Anforderungen
1 - Welche Vorlage verfilmte Zack Snyder laut der Filmbesprechung zu „300“?
2 - Schreiben Sie die Filmbesprechung zu „300“ im Anschluss an ihren letzten Satz weiter.
#### Extrahierter Text
Aus der Wunderwelt der gut-doofen Filme - heute: "300"

Einen größerer Gegensatz als zum letzten "gut-doofen" Film, den ich hier besprach (Die blaue Lagune) ist kaum denkbar. Dennoch hinterließ "300" bei mir nach dem aufmerksamen Ansehen der DVD-Fassung ein ähnlich zwiespältiges Gefühl. Auch wenn "300" eindeutig unterhaltsamer ist. Jedenfalls für Typen wie mich.
Ich gestehe: Nach dem Kinobesuch war erst einmal so überwältigt, dass ich den Film glatt "gut" gefunden habe. Ich gestehe ebenfalls: viele der Filmkritiken, die beim Kinostart erscheinen, waren dermaßen an den Haaren herbeigezogen, dass ich mich fragte, ob diese Kritiker tatsächlich den selben Film gesehen hatten. Es ist also ganz gut ist, dass schon einige Monate vergangen sind, seitdem ich das erste Mal mit dem Film und der Kritik zum Film konfrontiert wurde.

Eine detaillierte Inhaltsangabe erspare ich mir mit einem Verweis auf die allwissende Müllhalde Wikipedia: "300" (Film). Wichtig für die Beurteilung des Films sind aber folgende Tatsachen:
  • Zack Snyder verfilmte einen Comic, "300" von Frank Miller, und zwar so vorlagengetreu wie möglich.
  • Entgegen der Angabe in "Wikipedia" beruht dieser Comic nicht auf den Chroniken des altgriechischen Historikers Herodots, sondern ist eine freie Bearbeitung der um den Thermopylen-Mythos gewachsenen Heldensage.
  • Aus diesen beiden Tatsachen folgt, dass historische Tatsachen in dem Film noch nicht einmal eine Nebenrolle spiele, weshalb es denn letzten Endes egal ist, dass es in Sparta keinen "Senat" sondern eine "Gerusia" gab, die Phalanx falsch dargestellt ist, die alten Griechen in Rüstungen kämpften, die Unterstellung von Homosexualität im alten Griechenland schwerlich eine Beleidigung war, die Perser keine Kriegsnashörner und Xerxes keine Glatze hatte usw. usw. usw..
########
#### Gezeigtes Material
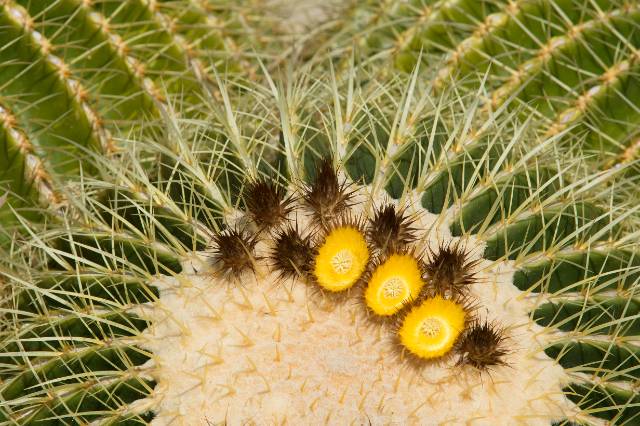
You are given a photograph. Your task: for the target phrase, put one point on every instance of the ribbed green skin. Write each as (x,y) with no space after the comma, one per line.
(69,319)
(66,351)
(570,65)
(78,76)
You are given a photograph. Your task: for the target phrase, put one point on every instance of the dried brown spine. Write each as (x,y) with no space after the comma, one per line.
(234,252)
(292,254)
(390,230)
(482,346)
(449,271)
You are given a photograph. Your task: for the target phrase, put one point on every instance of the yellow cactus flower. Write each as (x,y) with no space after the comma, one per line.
(393,283)
(341,259)
(431,329)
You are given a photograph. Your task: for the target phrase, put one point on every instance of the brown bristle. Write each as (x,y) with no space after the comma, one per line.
(233,252)
(449,271)
(482,346)
(390,230)
(292,254)
(327,198)
(266,202)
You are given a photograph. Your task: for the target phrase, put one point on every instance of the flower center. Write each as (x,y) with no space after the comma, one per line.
(393,287)
(342,261)
(430,327)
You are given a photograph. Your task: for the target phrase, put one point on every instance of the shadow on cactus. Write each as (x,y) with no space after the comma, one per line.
(206,283)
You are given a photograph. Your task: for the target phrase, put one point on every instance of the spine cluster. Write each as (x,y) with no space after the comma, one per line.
(423,296)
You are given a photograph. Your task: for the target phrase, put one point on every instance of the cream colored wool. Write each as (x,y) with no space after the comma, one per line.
(258,352)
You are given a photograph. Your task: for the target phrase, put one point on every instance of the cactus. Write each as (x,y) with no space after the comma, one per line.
(569,65)
(163,294)
(348,243)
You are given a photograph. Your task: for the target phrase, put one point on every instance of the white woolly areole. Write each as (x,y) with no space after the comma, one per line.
(268,353)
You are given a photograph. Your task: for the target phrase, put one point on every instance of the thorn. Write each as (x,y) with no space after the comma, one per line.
(266,383)
(352,316)
(313,404)
(289,374)
(327,418)
(246,341)
(344,393)
(215,359)
(380,406)
(396,385)
(358,338)
(246,305)
(277,334)
(362,400)
(215,315)
(309,315)
(289,292)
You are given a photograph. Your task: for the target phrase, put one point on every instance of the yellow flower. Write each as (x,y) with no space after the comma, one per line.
(431,329)
(393,283)
(341,259)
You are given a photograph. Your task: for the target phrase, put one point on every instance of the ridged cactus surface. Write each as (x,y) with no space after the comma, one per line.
(569,65)
(240,230)
(77,74)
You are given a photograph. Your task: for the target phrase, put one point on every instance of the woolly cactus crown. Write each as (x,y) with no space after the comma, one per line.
(336,243)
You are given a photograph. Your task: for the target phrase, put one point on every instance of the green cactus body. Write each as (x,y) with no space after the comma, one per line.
(125,319)
(123,305)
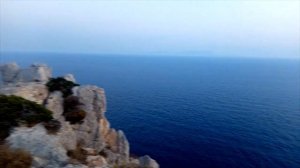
########
Ergebnisse je Aufgabe
1 - Den Comic „300“ von Frank Miller.

2 -
Es ist faszinierend, wie viele Kritiker das anscheinend nicht mitbekommen haben. Es zeigt aber auch, wie sehr der politische Mythos, den die Griechen um die Perserkriege im Allgemeinen und den "Opfertod" des Leonidas und seiner Spartaner im Besonderen auf dem Heldenmythos aufbauend woben, sich gewandelt bis in die Gegenwart hielt. Noch heute wird der Kampf der Griechen gegen die zweifelsohne machthungrige, aber hochzivilisierte und bemerkenswert tolerante Großmacht Persien gern in einen Mythos der Verteidigung der Freiheit des Abendlandes gegen orientalische Despotie und Gewaltherrschaft umgedeutet.
Um es kurz zu machen: im Film steht dieser, der politische, Mythos, nicht im Mittelpunkt - der "archetypische" Heldenmythos ist bei Weitem wichtiger. In den aufgeregten Reaktionen zum Film ist es genau umgekehrt.
Anders sind Kommentare nicht zu erklären, die den Film als "reaktionäres Machwerk" oder "pro-amerikanischer Propagandafilm" oder gar als "psychologische Vorbereitung für einen Angriff auf den Iran" sehen. Das Perserreich des Films hat mit dem modernen Iran etwa so wenig Ähnlichkeit, wie der hünenhafte, athletische, mit Glatze, Ketten, Piercings zugleich barbarisch, dämonisch und majestätisch wirkende Perserkönigs Xerxes (dargestellt von Rodrigo Santoro) mit dem schmächtigen, schlecht gekleideten und erstaunlich uncharismatischen Präsidenten des Iran (dargestellt von Mahmud Ahmadinedschad).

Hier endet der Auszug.